* _TEXT SEGMENT_
◆ ◆ ◆ ◆

What’s Your Rat Park?

The team that helps me plan and host our annual Emotion-Focused Mindfulness Therapy Summer Retreat at the beautiful Ecology Retreat Centre north of Toronto (sadly cancelled this year because of the pandemic) has an inside joke about how the process of getting together to meditate, share, and organize and facilitate these retreats is our Rat Park. This is a reference to ground-breaking research conducted by Canadian psychologist Dr. Bruce Alexander. A new documentary on this research and its implications, Rat Park, was released last year.

Alexander’s experiments, in the 1970s, have come to be called the “Rat Park.” Researchers had already proved that when rats were placed in a cage, all alone, with no other community of rats, and offered two water bottles—one filled with water and the other with heroin or cocaine—the rats would repetitively drink from the drug-laced bottles until they all overdosed and died. Like pigeons pressing a pleasure lever, they were relentless, until their bodies and brains were overcome, and they died.

◆ ◆ ◆ ◆

* _SUPPLIED DATA_
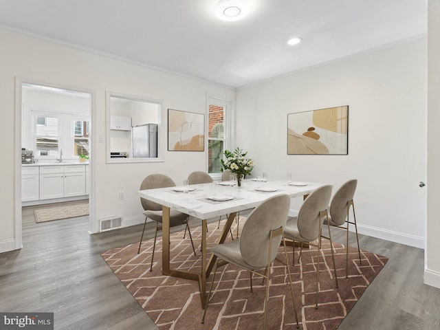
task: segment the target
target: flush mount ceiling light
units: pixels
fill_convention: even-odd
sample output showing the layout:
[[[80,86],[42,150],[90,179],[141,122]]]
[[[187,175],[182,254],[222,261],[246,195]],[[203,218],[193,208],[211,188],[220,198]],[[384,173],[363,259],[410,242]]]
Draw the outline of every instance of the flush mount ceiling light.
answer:
[[[249,13],[249,4],[245,0],[221,0],[214,12],[223,21],[238,21]]]
[[[298,45],[298,43],[300,43],[302,40],[302,38],[300,38],[299,36],[296,36],[295,38],[292,38],[289,41],[287,41],[287,44],[290,45],[291,46],[293,46],[294,45]]]

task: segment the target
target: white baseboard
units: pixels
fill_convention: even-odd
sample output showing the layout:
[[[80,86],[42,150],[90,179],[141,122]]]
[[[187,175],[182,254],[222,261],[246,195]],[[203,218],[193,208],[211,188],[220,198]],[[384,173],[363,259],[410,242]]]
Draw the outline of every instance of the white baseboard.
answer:
[[[440,272],[425,268],[424,283],[427,285],[440,289]]]
[[[9,239],[0,241],[0,253],[15,250],[15,239]]]
[[[296,217],[298,210],[289,210],[289,217]],[[354,232],[354,226],[350,226],[350,231]],[[425,249],[425,238],[418,236],[410,235],[403,232],[394,232],[386,229],[372,227],[371,226],[358,224],[358,232],[359,234],[376,237],[377,239],[391,241],[392,242],[405,244],[406,245],[413,246],[420,249]]]
[[[140,223],[144,223],[145,222],[145,218],[144,216],[135,216],[130,217],[122,218],[122,227],[129,227],[130,226],[139,225]]]

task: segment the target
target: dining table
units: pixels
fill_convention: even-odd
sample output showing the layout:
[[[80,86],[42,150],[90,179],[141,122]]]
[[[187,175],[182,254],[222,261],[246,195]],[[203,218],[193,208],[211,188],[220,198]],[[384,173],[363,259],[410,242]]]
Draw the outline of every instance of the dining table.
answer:
[[[267,198],[287,194],[291,198],[307,196],[324,184],[287,180],[256,181],[245,179],[241,187],[234,182],[219,182],[185,186],[174,186],[139,190],[142,198],[162,206],[162,274],[199,283],[202,308],[206,302],[206,278],[216,261],[211,254],[206,258],[207,221],[228,214],[217,243],[226,239],[238,212],[256,207]],[[172,269],[170,267],[170,210],[177,210],[198,219],[201,224],[201,267],[200,272]]]

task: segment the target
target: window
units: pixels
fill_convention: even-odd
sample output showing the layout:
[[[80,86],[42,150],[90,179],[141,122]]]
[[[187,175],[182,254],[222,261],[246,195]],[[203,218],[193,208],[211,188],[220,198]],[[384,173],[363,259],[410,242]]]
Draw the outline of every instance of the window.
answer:
[[[75,136],[82,136],[84,135],[84,122],[81,120],[75,120],[74,126]]]
[[[57,158],[61,149],[64,158],[89,155],[88,118],[70,113],[32,112],[35,156]]]
[[[74,121],[74,131],[75,138],[74,139],[74,155],[89,155],[90,148],[89,141],[89,122],[84,120]]]
[[[208,172],[221,173],[223,152],[230,134],[231,102],[209,98],[208,102]]]

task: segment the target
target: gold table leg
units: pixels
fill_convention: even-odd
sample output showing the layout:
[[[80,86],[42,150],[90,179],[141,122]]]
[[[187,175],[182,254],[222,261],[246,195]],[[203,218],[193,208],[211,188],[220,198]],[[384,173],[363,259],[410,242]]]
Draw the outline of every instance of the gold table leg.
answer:
[[[229,230],[236,212],[229,214],[217,243],[221,244],[229,234]],[[217,257],[211,255],[206,262],[206,220],[201,221],[201,270],[199,274],[170,269],[170,208],[162,206],[162,274],[186,278],[199,282],[202,308],[206,305],[206,278],[212,270]]]

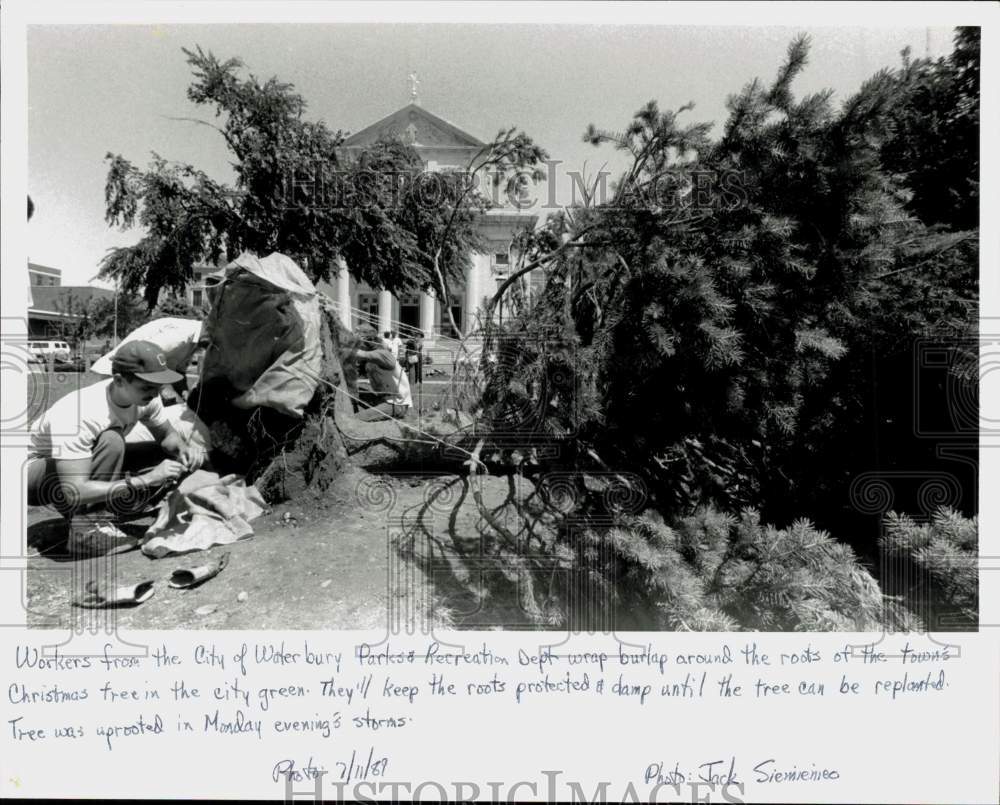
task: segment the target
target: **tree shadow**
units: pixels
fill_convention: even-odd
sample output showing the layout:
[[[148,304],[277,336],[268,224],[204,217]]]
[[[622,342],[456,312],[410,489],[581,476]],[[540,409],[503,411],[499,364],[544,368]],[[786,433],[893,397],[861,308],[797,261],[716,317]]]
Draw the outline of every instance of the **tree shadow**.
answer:
[[[558,550],[564,520],[523,477],[442,476],[402,512],[395,549],[455,628],[558,627],[572,569]]]

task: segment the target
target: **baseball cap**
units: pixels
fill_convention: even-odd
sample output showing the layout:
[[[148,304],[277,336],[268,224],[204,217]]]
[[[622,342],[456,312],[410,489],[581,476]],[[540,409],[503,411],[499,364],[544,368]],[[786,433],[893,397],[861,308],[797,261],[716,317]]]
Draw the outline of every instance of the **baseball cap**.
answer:
[[[167,366],[167,359],[152,341],[126,341],[111,359],[112,372],[128,372],[147,383],[176,383],[184,375]]]

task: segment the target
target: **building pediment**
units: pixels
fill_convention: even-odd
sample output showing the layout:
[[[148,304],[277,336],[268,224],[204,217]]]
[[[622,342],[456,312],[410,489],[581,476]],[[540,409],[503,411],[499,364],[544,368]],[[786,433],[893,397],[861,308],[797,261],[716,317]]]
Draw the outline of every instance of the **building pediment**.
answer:
[[[400,140],[418,150],[432,148],[476,151],[485,145],[477,137],[415,103],[352,134],[344,140],[343,147],[353,150],[379,140]]]

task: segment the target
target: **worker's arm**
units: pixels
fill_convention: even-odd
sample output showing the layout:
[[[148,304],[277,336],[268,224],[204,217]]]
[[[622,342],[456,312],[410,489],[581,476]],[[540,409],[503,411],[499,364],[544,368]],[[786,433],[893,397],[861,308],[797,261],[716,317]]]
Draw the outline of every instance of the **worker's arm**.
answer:
[[[179,478],[184,467],[180,462],[164,459],[153,469],[134,476],[131,482],[97,481],[90,477],[91,460],[87,458],[57,459],[56,472],[63,486],[67,503],[88,506],[92,503],[111,504],[119,498],[134,498],[137,491],[152,491]]]
[[[205,449],[191,440],[185,440],[170,424],[169,420],[164,420],[161,423],[147,423],[146,427],[153,434],[153,438],[160,443],[164,452],[176,456],[188,472],[198,469],[205,463],[207,458]]]

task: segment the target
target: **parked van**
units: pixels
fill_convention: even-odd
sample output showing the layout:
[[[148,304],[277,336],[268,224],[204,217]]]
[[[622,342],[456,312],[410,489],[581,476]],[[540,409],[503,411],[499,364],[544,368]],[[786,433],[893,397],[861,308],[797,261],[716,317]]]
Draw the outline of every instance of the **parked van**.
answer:
[[[69,344],[65,341],[29,341],[28,360],[46,363],[50,360],[68,361]]]

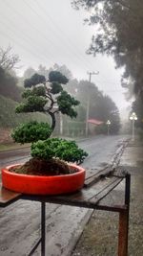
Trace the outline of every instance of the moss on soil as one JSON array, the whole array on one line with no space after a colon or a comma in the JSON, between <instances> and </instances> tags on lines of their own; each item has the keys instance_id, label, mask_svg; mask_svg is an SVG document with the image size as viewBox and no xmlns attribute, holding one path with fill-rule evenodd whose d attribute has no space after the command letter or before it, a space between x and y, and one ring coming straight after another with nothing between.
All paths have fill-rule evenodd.
<instances>
[{"instance_id":1,"label":"moss on soil","mask_svg":"<svg viewBox=\"0 0 143 256\"><path fill-rule=\"evenodd\" d=\"M60 175L76 172L76 170L71 170L66 162L55 158L50 160L31 158L24 165L12 167L10 171L16 174L34 175Z\"/></svg>"}]
</instances>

◆ ◆ ◆ ◆

Reproduce the Rat Park text from "The team that" to "released last year.". The listing comes from a source separate from the Rat Park text.

The team that helps me plan and host our annual Emotion-Focused Mindfulness Therapy Summer Retreat at the beautiful Ecology Retreat Centre north of Toronto (sadly cancelled this year because of the pandemic) has an inside joke about how the process of getting together to meditate, share, and organize and facilitate these retreats is our Rat Park. This is a reference to ground-breaking research conducted by Canadian psychologist Dr. Bruce Alexander. A new documentary on this research and its implications, Rat Park, was released last year.